## Begin

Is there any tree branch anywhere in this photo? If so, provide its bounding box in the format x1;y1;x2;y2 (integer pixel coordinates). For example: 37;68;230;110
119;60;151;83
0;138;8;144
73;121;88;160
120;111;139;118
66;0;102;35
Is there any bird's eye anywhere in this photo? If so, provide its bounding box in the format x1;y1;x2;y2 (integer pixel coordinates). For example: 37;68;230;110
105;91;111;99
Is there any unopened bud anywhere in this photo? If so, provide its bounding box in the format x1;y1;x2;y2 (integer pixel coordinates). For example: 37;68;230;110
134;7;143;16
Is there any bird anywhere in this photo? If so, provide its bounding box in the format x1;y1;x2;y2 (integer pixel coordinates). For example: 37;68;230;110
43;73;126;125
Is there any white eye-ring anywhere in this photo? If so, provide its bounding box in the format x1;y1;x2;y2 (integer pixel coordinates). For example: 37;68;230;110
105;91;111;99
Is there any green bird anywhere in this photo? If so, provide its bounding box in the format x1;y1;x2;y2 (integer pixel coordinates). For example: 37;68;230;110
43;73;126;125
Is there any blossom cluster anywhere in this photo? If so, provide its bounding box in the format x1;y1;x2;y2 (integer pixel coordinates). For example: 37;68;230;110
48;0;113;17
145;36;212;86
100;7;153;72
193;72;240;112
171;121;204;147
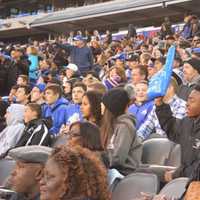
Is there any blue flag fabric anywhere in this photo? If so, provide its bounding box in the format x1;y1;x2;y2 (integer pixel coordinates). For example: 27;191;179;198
148;46;176;100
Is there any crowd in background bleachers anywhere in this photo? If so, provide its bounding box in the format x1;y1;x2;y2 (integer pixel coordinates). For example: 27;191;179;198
0;14;200;200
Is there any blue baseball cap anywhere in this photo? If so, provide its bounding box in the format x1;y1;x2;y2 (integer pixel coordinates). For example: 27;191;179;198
73;35;85;41
35;83;46;92
112;53;126;61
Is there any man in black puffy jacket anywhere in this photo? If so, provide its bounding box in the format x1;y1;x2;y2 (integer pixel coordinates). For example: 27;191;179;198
155;85;200;181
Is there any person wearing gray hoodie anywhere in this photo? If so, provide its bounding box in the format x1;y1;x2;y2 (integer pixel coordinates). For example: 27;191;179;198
0;104;25;158
101;88;142;175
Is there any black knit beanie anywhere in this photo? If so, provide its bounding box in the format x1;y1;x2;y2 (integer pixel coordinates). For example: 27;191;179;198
185;58;200;74
102;88;130;117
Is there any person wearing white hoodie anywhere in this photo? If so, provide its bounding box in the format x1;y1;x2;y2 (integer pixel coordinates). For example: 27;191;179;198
0;104;25;158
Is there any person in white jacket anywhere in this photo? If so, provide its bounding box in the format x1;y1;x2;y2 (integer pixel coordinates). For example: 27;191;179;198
0;104;25;157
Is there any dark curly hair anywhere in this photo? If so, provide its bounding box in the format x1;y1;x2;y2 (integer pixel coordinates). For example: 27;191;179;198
50;146;111;200
84;90;102;126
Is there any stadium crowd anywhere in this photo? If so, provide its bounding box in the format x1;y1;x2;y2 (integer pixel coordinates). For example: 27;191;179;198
0;14;200;200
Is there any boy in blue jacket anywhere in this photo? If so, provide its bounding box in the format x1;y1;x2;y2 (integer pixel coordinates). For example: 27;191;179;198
43;84;69;135
128;81;154;129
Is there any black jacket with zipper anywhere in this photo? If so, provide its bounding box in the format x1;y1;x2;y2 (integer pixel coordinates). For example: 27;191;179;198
16;118;52;147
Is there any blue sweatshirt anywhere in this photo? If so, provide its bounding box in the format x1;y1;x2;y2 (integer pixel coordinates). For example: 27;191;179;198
67;104;83;124
58;44;93;73
128;101;154;129
44;97;69;135
28;54;39;80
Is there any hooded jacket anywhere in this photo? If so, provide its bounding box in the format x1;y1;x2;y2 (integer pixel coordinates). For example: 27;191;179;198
16;118;52;147
107;114;142;175
0;104;25;157
43;97;69;135
156;104;200;178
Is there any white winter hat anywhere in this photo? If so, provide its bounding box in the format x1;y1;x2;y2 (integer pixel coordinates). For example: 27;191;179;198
66;63;78;72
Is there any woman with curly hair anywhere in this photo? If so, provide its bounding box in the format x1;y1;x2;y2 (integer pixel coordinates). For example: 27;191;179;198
40;146;110;200
81;91;102;126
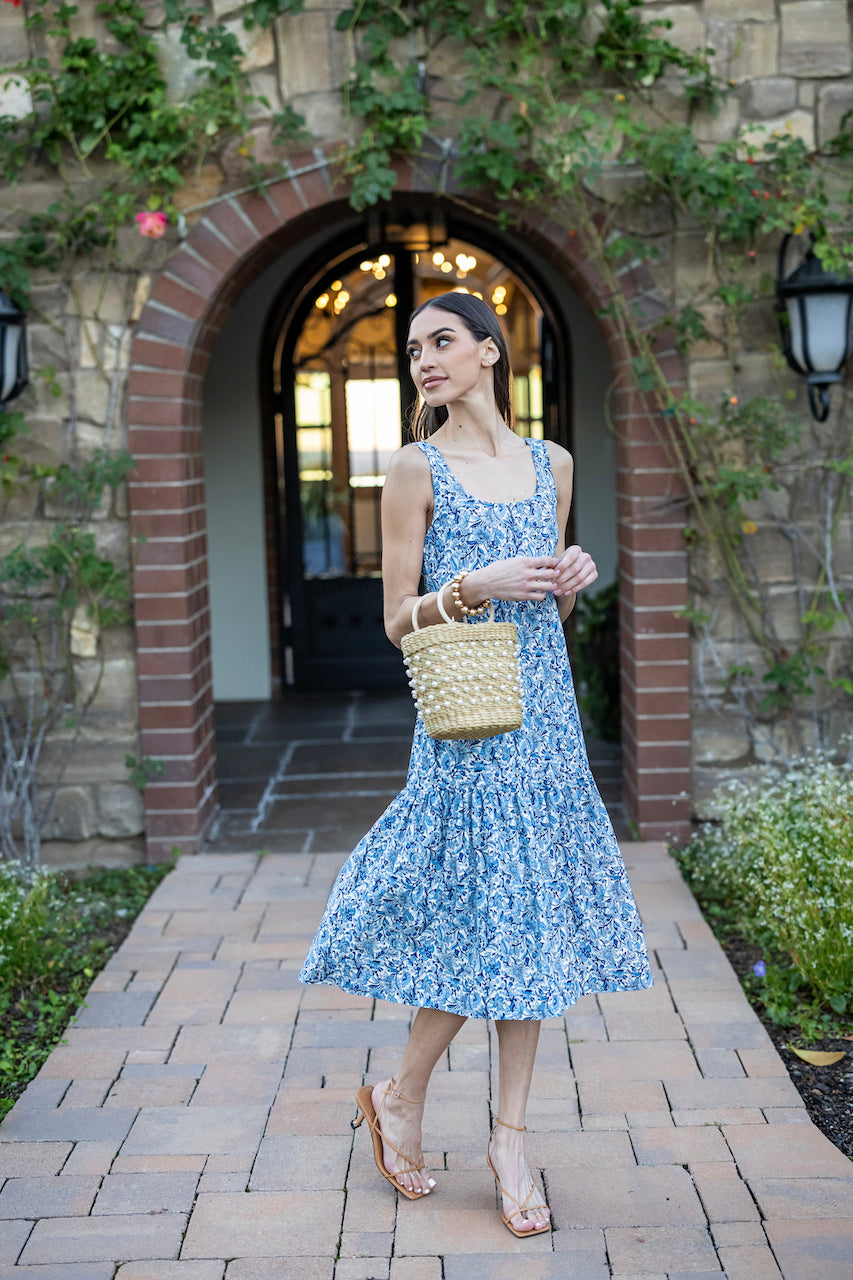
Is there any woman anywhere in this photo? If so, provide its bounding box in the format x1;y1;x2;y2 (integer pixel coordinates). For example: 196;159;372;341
300;293;652;1236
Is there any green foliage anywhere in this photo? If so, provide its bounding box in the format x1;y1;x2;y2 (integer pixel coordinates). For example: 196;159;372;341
0;863;170;1116
678;758;853;1038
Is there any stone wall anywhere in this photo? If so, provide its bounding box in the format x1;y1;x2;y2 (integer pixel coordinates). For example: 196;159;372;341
0;0;853;861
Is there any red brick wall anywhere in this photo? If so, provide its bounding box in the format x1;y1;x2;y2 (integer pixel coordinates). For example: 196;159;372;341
128;154;690;860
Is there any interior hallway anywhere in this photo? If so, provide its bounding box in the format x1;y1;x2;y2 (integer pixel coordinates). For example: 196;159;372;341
205;690;629;854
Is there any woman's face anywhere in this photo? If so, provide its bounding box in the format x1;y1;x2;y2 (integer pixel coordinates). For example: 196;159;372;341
406;307;498;408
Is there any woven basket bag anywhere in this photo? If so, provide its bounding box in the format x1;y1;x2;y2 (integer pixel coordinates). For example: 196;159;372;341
401;588;524;739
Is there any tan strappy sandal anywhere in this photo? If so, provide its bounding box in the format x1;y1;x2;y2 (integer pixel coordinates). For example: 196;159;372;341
485;1116;551;1240
350;1075;427;1199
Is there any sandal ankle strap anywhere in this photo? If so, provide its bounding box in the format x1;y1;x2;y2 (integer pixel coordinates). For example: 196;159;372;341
494;1116;528;1133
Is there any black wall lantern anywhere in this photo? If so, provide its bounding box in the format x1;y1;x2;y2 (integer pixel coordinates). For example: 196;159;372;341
0;289;29;410
776;236;853;422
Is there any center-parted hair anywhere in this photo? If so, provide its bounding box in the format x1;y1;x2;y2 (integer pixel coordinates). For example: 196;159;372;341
409;293;512;440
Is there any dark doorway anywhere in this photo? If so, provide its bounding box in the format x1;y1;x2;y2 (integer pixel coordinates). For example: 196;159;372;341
273;219;570;692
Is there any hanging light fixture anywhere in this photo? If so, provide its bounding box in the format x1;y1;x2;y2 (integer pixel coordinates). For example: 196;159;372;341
776;234;853;422
0;289;29;408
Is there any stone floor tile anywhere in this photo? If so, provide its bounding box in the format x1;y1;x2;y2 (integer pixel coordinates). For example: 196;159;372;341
440;1254;610;1280
92;1172;199;1213
334;1257;391;1280
0;1262;115;1280
225;1254;334;1280
738;1047;788;1075
181;1190;343;1266
114;1261;225;1280
689;1161;760;1224
711;1221;767;1248
717;1244;778;1280
20;1213;187;1265
248;1132;350;1192
104;1073;196;1107
766;1213;853;1280
547;1164;706;1228
571;1039;701;1080
169;1025;291;1064
662;1074;799;1111
110;1153;211;1174
190;1061;282;1107
0;1221;32;1263
722;1124;853;1193
61;1076;113;1107
341;1230;394;1258
0;1175;99;1219
670;1107;767;1125
121;1106;266;1156
573;1076;669;1115
749;1172;853;1220
631;1125;731;1165
0;1146;72;1178
224;991;301;1027
391;1257;438;1280
76;991;154;1027
1;1107;136;1142
605;1226;719;1275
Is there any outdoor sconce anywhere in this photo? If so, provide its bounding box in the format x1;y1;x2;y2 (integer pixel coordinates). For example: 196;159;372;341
776;234;853;422
0;289;29;411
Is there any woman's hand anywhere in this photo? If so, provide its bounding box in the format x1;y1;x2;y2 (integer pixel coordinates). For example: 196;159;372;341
553;547;598;595
460;556;560;608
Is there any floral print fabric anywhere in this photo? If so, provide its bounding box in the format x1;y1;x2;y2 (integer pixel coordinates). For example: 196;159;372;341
300;440;652;1019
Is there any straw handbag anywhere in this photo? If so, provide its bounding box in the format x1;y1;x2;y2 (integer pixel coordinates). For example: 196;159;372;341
402;588;524;739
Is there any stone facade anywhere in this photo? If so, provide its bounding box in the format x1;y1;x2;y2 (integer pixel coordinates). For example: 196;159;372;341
0;0;853;861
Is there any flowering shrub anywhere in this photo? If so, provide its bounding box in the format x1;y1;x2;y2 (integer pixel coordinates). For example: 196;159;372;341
680;759;853;1014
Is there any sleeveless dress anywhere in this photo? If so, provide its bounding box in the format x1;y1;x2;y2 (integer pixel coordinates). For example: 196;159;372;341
300;440;652;1019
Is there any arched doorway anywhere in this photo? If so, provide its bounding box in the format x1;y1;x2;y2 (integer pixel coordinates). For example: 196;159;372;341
128;162;690;859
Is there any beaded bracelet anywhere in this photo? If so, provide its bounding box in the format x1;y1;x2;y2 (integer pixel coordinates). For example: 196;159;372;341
451;568;489;618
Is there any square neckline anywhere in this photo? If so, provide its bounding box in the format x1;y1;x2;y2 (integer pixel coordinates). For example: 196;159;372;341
418;435;543;507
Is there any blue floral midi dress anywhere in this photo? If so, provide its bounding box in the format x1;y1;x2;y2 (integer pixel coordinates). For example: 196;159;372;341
300;440;652;1019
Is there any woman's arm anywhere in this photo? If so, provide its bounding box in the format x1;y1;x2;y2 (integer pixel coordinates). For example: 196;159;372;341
546;440;598;622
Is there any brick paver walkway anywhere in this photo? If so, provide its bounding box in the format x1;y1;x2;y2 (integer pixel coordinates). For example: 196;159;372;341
0;844;853;1280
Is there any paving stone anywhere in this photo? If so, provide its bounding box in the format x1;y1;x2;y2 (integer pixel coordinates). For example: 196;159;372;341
115;1261;225;1280
0;1175;99;1219
169;1027;291;1064
766;1218;853;1280
0;1262;115;1280
722;1125;853;1190
605;1226;717;1275
3;1107;136;1146
20;1213;187;1265
225;1254;334;1280
122;1106;266;1156
92;1172;199;1213
717;1244;778;1280
0;1146;72;1178
181;1192;343;1266
248;1133;350;1192
689;1161;758;1224
663;1076;799;1116
77;991;154;1027
749;1172;853;1220
190;1061;282;1107
631;1125;731;1165
0;1221;32;1262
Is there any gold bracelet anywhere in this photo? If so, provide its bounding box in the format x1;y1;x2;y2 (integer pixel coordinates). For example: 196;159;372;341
451;568;489;618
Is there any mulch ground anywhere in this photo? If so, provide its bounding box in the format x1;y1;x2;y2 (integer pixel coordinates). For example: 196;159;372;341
720;934;853;1160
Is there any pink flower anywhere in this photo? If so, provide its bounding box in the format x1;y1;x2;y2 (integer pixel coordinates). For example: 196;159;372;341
136;209;167;239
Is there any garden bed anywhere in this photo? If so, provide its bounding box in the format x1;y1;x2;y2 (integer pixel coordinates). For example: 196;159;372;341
0;863;172;1119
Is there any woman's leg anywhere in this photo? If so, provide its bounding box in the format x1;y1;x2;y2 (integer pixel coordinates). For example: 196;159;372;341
489;1021;551;1231
373;1009;466;1193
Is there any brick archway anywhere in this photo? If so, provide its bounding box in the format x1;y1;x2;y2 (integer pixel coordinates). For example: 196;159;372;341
128;154;690;860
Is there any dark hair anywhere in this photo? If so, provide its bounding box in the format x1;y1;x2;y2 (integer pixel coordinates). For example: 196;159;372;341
409;293;512;440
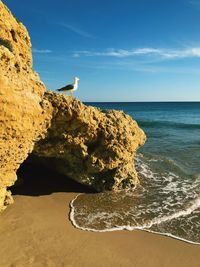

## End

### Brief
Copy out the rows from the line containing "Is there any straw" through the line containing "402;588;524;739", inclusive, putting "tote bag" in place of "handbag" and leaving everything else as it is.

### Reply to the task
Is there any straw tote bag anywhere in this photo? If so, provide its bounding box in the format x1;y1;x2;y2 (integer pixel coordinates). For example: 196;159;372;341
402;588;524;739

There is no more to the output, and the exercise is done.